Data provided:
## BEGIN

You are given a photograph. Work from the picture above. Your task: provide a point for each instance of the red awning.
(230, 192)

## END
## BEGIN

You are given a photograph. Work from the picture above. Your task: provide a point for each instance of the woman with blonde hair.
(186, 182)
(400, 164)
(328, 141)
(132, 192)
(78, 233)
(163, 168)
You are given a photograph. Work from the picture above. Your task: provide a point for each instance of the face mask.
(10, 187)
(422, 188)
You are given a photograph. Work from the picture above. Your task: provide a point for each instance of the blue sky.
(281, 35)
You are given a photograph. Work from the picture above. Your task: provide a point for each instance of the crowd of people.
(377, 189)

## END

Do this: Gather every line in the rows above that contains the word "face", and copy each one in full.

Exercise response:
You are given a photograph. Work from the picture above. Your task: provide a point for each instance of the face mask.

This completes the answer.